(Records from a data source)
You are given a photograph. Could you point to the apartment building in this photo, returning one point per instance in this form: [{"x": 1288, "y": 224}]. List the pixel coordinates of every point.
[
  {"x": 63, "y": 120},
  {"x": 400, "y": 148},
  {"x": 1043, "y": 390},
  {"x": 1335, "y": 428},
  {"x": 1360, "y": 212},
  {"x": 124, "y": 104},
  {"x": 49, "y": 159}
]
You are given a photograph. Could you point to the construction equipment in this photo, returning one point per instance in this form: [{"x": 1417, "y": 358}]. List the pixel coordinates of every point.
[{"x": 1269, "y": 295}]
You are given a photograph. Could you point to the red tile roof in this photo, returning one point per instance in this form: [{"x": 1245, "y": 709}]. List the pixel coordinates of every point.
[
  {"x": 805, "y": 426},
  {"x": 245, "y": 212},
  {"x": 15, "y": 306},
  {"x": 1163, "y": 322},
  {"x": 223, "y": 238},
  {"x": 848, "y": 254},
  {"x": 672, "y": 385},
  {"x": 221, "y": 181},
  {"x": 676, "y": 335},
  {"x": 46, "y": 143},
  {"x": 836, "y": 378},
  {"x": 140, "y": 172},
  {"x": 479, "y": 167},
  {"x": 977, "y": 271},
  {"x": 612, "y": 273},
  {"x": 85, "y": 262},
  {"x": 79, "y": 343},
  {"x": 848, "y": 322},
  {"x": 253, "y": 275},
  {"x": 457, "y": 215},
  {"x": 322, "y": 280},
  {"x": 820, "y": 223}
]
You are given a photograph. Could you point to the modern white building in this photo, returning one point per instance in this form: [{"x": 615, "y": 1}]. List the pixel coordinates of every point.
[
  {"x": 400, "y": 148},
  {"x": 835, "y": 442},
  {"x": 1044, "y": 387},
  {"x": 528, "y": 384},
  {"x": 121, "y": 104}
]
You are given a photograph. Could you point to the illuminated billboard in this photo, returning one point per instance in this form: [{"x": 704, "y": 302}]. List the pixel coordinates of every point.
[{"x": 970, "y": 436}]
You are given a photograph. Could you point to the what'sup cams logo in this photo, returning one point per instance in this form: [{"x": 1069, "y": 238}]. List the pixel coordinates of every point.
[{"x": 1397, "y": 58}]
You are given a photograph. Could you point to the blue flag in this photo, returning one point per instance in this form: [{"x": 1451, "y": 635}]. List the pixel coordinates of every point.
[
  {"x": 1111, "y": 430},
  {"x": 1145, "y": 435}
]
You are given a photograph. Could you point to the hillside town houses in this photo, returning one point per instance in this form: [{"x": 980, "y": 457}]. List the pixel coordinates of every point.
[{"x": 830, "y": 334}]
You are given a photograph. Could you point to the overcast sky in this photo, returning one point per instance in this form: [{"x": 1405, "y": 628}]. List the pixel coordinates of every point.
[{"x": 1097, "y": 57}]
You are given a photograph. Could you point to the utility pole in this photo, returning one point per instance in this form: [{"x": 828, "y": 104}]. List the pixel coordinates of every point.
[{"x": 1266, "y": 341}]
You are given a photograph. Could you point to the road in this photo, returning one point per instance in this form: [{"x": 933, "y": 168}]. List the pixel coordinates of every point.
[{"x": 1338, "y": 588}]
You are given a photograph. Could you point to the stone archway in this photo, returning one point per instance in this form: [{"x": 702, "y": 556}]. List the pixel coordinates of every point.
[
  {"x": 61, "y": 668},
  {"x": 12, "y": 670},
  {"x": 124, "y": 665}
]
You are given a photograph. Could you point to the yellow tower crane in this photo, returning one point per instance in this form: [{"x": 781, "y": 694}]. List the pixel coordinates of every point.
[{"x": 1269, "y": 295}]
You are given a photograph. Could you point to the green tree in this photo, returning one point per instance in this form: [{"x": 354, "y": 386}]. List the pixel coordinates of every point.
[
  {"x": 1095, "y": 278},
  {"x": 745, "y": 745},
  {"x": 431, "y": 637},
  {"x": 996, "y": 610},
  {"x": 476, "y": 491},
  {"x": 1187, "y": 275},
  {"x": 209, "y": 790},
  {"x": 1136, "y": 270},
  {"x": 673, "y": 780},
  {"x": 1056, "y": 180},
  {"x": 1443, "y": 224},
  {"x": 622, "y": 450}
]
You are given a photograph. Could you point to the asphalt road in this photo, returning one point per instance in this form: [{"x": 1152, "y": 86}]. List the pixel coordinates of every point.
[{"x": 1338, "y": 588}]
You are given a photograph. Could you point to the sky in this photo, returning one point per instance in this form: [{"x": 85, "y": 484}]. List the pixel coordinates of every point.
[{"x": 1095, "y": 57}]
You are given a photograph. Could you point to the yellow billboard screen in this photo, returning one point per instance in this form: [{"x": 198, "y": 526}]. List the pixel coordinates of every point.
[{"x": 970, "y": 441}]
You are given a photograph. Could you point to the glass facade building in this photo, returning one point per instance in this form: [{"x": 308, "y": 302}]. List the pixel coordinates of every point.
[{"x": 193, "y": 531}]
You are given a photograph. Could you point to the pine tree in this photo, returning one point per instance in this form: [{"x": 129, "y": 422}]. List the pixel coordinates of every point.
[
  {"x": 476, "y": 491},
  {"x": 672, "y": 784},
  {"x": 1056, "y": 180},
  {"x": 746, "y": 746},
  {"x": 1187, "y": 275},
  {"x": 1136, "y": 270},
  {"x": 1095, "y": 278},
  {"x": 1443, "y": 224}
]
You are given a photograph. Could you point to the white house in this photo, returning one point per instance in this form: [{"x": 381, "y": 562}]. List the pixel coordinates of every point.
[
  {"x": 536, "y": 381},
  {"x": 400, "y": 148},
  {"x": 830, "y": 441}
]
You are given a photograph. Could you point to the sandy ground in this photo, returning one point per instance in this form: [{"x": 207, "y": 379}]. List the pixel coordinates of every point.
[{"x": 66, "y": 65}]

> **EXERCISE**
The answer must consist of every entry, set down exactly as given.

> **TASK OUTPUT**
You are given a photograph. Could you point to the apartment building in this photo, returning one point per instance in this form: [{"x": 1288, "y": 224}]. List the pixel coordinates of every point.
[
  {"x": 63, "y": 120},
  {"x": 400, "y": 148},
  {"x": 1043, "y": 390},
  {"x": 1335, "y": 428},
  {"x": 1360, "y": 212},
  {"x": 124, "y": 104},
  {"x": 49, "y": 159}
]
You are given a photograph. Could you point to the construction equipment in this photo, returning one point per instance in this form: [{"x": 1417, "y": 358}]. List the pixel coordinates of every point.
[{"x": 1269, "y": 295}]
You are given a photograph. Could you point to the red tile roof in this photo, returning one point per instance in this form: [{"x": 1245, "y": 709}]. List the pixel coordinates of every point.
[
  {"x": 805, "y": 426},
  {"x": 245, "y": 212},
  {"x": 15, "y": 306},
  {"x": 1163, "y": 322},
  {"x": 223, "y": 238},
  {"x": 848, "y": 254},
  {"x": 672, "y": 385},
  {"x": 221, "y": 181},
  {"x": 676, "y": 335},
  {"x": 46, "y": 143},
  {"x": 836, "y": 378},
  {"x": 140, "y": 172},
  {"x": 479, "y": 167},
  {"x": 977, "y": 271},
  {"x": 612, "y": 273},
  {"x": 85, "y": 262},
  {"x": 79, "y": 343},
  {"x": 848, "y": 322},
  {"x": 253, "y": 275},
  {"x": 457, "y": 215},
  {"x": 322, "y": 280},
  {"x": 820, "y": 223}
]
You are given a photograph. Could you point to the modern white building in this photo, returning one point per instance in this form: [{"x": 615, "y": 1}]. List the pixel coordinates of every point.
[
  {"x": 400, "y": 148},
  {"x": 835, "y": 442},
  {"x": 1044, "y": 387},
  {"x": 528, "y": 384},
  {"x": 121, "y": 104}
]
You are given a photograph. Could you point to the illuminated billboard in this photo, returning one point per instance in this form: [{"x": 704, "y": 302}]. List the pixel coordinates of every point.
[{"x": 970, "y": 436}]
You are given a photograph. Could you point to the what'sup cams logo in this photo, returning one point per instance in this form: [{"x": 1069, "y": 238}]. List the pixel coordinates of every point.
[{"x": 1397, "y": 58}]
You are given a photograph. Could you point to the blue flag in this photo, returning one point per instance in this form: [{"x": 1451, "y": 635}]. List the pixel coordinates of every point.
[
  {"x": 1111, "y": 430},
  {"x": 1145, "y": 435}
]
You are given a photograph. Could you point to the hillside town houses in this photo, returning one point per instance in this form: [{"x": 980, "y": 457}]. List the pixel coordinates of every point.
[{"x": 830, "y": 334}]
You are given a photograph. Could you point to the overcast sky in this photo, returning one point per instance in this form: [{"x": 1405, "y": 628}]. List the pixel coordinates of every point.
[{"x": 1097, "y": 57}]
You are given a photograph. Could you point to the utility pole in this photo, returning one point per instance in this form: [{"x": 828, "y": 104}]. List the pixel coordinates of every point.
[{"x": 1266, "y": 341}]
You are given a photograph. Could you point to the road in this photo, returning one point per instance in this form: [{"x": 933, "y": 168}]. List the pixel coordinates of every point.
[{"x": 1338, "y": 588}]
You are given a photograph. Could you point to the stone archway in this photo, returning one point per instance in this form: [{"x": 702, "y": 556}]. List the pixel coordinates of every point.
[
  {"x": 61, "y": 668},
  {"x": 12, "y": 670},
  {"x": 124, "y": 665}
]
You are given a photograph. Could you point to the yellow tower crane in this photo, returning one point per instance in this form: [{"x": 781, "y": 694}]. List the pixel coordinates of every point.
[{"x": 1269, "y": 295}]
You are given a photograph. Could you point to the green tree in this photo, returning one point per instance in this form: [{"x": 354, "y": 386}]. List the pixel coordinates of every point.
[
  {"x": 1095, "y": 278},
  {"x": 745, "y": 745},
  {"x": 431, "y": 637},
  {"x": 996, "y": 610},
  {"x": 476, "y": 491},
  {"x": 1187, "y": 275},
  {"x": 209, "y": 790},
  {"x": 1136, "y": 270},
  {"x": 673, "y": 780},
  {"x": 1056, "y": 180},
  {"x": 1443, "y": 224},
  {"x": 622, "y": 450}
]
You are given a photograph. Could you point to the asphalt road in this photo, returning one point per instance in this form: [{"x": 1152, "y": 86}]. List the pixel coordinates of every point.
[{"x": 1338, "y": 588}]
You are given a photograph. Could you point to the sky in this photo, returning one point per instance in this form: [{"x": 85, "y": 484}]. List the pixel coordinates of every point.
[{"x": 1095, "y": 57}]
You are given a photograph. Could you point to the yellow billboard screen in this photo, returning one point per instance in this form: [{"x": 198, "y": 526}]. List the pixel coordinates of every point.
[{"x": 970, "y": 441}]
You are given a photograph. Could you point to the glass facade building in this photo, returning one point per instance in this form: [{"x": 308, "y": 302}]. List the pixel coordinates of every point.
[{"x": 193, "y": 531}]
You are given a photograph. Could you point to the pine tree in this photo, returning one point per instance in this form: [{"x": 129, "y": 422}]. List the pixel coordinates of every point.
[
  {"x": 476, "y": 491},
  {"x": 672, "y": 784},
  {"x": 1056, "y": 180},
  {"x": 746, "y": 746},
  {"x": 1187, "y": 275},
  {"x": 1136, "y": 270},
  {"x": 1095, "y": 278},
  {"x": 1443, "y": 224}
]
You are given a photograph. Could you point to the white house in this photo, returning one point per instance in this form: [{"x": 381, "y": 562}]. List the pixel coordinates of every point.
[
  {"x": 536, "y": 381},
  {"x": 400, "y": 148},
  {"x": 830, "y": 441}
]
You are given a photograph. Could you point to the sandy ground in this photo, returning one point per instance in this form: [{"x": 207, "y": 379}]. List the pixel coordinates of every point.
[{"x": 66, "y": 65}]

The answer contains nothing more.